(Task to complete) Swap "tab character" for "single space" in the items from the line containing "Identify the green foliage" through the last item, and give those lines back with nothing else changed.
____ Source data
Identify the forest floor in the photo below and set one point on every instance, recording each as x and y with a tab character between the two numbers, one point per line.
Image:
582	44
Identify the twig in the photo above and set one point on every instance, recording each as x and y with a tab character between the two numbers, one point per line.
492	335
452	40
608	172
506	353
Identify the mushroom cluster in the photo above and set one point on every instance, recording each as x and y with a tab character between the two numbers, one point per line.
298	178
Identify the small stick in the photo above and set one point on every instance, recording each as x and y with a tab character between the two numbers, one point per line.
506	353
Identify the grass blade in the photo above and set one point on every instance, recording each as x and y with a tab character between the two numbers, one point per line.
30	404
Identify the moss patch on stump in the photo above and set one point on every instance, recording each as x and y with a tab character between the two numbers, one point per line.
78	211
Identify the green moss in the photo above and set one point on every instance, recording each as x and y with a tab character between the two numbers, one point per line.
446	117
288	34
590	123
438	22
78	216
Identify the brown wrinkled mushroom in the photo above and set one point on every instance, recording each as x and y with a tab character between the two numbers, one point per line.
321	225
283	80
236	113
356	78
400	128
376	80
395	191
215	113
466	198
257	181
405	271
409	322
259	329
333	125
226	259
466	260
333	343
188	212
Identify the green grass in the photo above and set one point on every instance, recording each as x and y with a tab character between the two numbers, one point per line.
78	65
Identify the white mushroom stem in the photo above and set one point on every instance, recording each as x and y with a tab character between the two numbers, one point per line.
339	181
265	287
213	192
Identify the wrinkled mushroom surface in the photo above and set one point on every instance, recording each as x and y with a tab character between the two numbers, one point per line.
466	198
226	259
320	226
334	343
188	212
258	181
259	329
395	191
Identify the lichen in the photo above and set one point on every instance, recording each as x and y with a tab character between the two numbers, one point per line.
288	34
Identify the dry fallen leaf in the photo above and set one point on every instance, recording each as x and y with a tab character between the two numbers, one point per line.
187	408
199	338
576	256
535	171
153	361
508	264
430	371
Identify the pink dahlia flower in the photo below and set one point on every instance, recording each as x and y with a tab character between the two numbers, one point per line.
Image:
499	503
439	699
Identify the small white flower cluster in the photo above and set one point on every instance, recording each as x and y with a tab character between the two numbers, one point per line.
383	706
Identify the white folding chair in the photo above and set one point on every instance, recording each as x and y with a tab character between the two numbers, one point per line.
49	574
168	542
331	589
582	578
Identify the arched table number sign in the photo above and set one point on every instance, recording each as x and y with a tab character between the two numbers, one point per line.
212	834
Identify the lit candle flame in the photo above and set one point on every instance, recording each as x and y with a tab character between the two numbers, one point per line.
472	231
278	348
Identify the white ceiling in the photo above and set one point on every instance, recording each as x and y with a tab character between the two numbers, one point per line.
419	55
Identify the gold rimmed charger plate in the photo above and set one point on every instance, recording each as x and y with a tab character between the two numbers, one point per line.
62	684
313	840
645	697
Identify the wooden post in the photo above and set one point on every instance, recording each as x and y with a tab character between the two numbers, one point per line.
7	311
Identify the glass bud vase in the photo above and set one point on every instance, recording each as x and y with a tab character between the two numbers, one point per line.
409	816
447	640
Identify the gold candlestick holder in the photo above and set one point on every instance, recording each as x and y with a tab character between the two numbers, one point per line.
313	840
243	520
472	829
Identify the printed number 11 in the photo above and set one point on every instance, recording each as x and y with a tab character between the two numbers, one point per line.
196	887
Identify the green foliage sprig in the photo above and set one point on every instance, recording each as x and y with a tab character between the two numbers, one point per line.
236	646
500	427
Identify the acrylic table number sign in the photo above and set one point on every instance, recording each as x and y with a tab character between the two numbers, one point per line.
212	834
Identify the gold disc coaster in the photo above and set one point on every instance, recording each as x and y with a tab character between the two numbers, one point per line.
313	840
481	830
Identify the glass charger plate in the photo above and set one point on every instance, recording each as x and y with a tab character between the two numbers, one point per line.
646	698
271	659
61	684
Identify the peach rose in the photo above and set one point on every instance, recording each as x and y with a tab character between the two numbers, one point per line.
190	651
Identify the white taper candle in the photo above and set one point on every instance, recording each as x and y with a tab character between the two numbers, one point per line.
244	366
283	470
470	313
________
(Answer to this problem)
Identify the green foliage sprig in the photo above and set one point on every instance, recording each as x and y with a single space between the two numbers, one point per line.
236	646
500	427
Identify the acrylic table number sign in the photo above and set one point on every instance, recording each as x and y with a single space between the two numbers, one point per line.
212	834
Identify the gold disc coaster in the photo above and set one point on every instance, recording each as x and y with a single space between the two numbers, one point per line.
313	840
481	830
Identify the glass charger plate in the photo above and set one point on every instance, recording each as x and y with a single space between the two numbers, one point per line.
646	698
271	659
61	684
Identify the peach rose in the photo above and set one point on every instance, recording each as x and y with a single space between the two numbers, one point per line.
190	651
Identify the white taper candle in the photo above and set one point on every instance, recording each as x and y with a single space between the two numbers, one point per line.
244	366
283	470
470	313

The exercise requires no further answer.